RECORDS FOR THIS EXERCISE.
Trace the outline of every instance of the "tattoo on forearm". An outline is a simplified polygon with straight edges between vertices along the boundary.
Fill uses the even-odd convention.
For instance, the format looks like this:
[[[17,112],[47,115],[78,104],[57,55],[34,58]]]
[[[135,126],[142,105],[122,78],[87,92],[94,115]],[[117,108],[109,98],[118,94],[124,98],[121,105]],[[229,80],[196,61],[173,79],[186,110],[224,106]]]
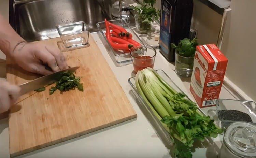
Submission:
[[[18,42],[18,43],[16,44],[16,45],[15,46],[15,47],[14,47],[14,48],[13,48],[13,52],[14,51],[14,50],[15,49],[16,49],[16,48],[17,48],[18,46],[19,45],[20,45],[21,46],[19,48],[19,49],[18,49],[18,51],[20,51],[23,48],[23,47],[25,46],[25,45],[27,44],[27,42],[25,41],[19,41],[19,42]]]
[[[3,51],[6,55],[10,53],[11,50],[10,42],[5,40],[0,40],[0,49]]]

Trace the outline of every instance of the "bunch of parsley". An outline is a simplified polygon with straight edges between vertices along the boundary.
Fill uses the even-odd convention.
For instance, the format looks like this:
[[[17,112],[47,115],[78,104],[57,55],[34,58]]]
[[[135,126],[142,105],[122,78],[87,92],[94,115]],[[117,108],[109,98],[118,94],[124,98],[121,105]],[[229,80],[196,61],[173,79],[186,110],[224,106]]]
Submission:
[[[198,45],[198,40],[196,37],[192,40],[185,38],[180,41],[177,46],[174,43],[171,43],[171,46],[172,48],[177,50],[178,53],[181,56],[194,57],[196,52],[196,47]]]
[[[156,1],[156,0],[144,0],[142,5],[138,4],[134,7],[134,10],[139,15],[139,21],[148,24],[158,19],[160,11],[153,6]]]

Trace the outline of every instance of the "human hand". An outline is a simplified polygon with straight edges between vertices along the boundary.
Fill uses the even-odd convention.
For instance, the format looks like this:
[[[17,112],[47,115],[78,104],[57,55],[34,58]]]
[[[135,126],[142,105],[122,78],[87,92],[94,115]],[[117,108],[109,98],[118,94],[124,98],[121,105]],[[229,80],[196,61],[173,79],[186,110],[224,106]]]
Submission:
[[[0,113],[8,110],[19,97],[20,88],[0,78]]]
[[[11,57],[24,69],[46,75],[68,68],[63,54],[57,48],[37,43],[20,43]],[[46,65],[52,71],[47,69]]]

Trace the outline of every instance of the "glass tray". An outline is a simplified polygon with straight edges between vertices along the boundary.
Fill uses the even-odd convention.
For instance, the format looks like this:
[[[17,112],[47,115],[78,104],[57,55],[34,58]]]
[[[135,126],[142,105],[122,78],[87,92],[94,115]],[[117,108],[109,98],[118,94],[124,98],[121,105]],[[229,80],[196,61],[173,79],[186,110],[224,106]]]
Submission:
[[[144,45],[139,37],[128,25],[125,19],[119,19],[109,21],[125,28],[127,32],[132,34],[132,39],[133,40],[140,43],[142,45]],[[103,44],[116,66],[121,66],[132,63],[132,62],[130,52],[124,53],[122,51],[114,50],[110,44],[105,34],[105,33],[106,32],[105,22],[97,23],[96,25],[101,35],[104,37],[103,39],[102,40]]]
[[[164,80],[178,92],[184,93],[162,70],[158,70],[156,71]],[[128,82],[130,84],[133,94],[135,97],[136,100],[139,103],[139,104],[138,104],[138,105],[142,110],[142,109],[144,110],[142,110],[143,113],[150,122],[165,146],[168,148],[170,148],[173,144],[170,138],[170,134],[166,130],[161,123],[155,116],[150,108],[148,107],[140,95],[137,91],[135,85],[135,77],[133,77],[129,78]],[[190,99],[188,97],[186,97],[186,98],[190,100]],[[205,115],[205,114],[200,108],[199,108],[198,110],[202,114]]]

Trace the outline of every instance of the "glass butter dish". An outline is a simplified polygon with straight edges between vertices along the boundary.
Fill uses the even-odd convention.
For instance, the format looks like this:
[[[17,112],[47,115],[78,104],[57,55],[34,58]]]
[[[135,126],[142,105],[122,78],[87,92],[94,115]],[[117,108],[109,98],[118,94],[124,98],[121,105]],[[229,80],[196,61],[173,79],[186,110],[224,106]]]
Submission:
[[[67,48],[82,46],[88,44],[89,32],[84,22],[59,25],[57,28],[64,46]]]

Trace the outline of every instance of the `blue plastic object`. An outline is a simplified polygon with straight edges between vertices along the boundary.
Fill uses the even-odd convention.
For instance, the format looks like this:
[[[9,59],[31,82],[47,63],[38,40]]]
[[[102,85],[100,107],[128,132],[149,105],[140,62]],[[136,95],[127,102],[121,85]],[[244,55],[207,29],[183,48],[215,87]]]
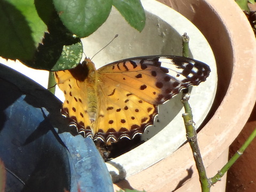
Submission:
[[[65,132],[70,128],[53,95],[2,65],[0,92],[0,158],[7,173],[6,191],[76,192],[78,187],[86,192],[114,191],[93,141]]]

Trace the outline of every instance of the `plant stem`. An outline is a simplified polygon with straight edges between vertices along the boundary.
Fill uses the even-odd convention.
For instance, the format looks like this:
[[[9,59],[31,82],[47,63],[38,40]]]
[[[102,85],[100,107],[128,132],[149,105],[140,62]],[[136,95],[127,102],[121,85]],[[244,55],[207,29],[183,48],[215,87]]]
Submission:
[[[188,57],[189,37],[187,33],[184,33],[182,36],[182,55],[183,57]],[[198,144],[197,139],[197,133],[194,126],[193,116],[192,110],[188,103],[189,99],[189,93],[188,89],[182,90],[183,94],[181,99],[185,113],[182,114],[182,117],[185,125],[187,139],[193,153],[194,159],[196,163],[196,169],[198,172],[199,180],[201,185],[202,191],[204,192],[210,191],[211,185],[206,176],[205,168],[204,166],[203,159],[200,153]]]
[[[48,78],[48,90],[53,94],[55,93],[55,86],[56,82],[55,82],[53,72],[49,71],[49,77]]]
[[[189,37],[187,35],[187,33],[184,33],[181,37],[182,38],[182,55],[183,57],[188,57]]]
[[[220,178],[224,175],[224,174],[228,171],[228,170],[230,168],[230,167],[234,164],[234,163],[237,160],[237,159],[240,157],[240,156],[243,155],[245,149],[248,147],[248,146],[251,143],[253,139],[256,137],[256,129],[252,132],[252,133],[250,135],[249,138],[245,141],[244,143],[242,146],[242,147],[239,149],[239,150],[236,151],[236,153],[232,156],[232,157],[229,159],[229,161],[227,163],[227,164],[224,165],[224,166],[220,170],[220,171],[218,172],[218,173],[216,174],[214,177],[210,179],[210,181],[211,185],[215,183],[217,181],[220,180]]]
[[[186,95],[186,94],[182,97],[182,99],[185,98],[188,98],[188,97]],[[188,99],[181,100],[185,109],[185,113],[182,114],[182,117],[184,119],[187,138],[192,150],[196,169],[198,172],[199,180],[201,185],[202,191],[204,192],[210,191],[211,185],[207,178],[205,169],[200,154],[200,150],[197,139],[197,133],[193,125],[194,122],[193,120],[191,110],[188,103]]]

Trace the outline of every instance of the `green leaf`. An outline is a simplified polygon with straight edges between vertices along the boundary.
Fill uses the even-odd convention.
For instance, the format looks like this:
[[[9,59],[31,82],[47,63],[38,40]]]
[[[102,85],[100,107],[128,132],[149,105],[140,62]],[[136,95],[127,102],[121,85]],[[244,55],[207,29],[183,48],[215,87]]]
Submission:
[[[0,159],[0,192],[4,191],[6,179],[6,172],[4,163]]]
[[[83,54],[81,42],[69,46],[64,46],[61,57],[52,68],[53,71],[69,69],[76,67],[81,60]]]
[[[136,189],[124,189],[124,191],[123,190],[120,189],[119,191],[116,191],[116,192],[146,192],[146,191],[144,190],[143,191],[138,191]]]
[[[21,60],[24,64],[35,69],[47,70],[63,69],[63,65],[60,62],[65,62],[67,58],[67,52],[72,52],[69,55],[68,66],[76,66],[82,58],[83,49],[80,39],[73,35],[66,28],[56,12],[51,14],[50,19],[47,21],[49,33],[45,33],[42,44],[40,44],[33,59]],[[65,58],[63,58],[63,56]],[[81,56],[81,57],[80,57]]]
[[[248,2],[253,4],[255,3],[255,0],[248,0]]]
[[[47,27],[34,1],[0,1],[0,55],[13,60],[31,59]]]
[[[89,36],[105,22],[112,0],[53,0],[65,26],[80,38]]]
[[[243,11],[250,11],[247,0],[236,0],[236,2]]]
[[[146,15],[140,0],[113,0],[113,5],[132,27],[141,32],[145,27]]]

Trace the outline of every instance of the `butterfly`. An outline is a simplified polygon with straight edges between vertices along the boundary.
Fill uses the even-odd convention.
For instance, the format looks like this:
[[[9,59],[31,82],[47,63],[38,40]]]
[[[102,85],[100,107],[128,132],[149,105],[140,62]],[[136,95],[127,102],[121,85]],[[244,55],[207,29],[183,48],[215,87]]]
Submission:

---

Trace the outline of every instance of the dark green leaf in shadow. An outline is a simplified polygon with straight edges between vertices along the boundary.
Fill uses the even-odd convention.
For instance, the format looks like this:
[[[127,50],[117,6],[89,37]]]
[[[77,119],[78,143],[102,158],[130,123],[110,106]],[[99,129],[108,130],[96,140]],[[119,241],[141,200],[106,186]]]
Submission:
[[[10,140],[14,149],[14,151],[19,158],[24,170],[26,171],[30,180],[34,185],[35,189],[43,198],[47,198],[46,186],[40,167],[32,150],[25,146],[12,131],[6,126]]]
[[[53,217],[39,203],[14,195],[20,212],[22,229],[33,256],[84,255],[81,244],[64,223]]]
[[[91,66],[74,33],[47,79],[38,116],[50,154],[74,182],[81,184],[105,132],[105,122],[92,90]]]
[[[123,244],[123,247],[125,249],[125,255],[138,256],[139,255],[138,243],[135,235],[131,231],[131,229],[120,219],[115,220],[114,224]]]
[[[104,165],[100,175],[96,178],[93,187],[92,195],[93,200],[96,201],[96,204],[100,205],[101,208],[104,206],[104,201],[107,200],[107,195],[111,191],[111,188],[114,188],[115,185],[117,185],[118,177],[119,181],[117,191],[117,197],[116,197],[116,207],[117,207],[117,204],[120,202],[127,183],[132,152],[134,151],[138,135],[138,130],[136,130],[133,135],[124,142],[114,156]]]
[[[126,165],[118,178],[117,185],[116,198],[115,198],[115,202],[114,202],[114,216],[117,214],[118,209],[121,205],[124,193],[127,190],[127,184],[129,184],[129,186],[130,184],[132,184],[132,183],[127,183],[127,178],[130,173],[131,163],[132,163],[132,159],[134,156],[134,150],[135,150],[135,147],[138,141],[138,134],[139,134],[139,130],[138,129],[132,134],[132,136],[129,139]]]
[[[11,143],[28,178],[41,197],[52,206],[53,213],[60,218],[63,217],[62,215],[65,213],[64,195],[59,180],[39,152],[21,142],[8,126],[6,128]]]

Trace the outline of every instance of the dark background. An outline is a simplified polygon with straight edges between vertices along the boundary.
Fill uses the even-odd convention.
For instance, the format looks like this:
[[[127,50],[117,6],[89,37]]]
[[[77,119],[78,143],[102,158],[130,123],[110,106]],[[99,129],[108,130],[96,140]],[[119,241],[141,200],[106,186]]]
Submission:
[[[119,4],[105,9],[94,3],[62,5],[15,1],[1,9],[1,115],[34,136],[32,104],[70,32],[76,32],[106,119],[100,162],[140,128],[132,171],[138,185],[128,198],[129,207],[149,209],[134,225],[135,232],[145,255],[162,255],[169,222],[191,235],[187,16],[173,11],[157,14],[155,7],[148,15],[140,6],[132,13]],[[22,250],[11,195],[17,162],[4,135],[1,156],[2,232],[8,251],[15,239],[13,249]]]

SHORT PROBLEM. Please count the lines in the rows above that contain the word "glass" and give only that number.

IN RESPONSE. 2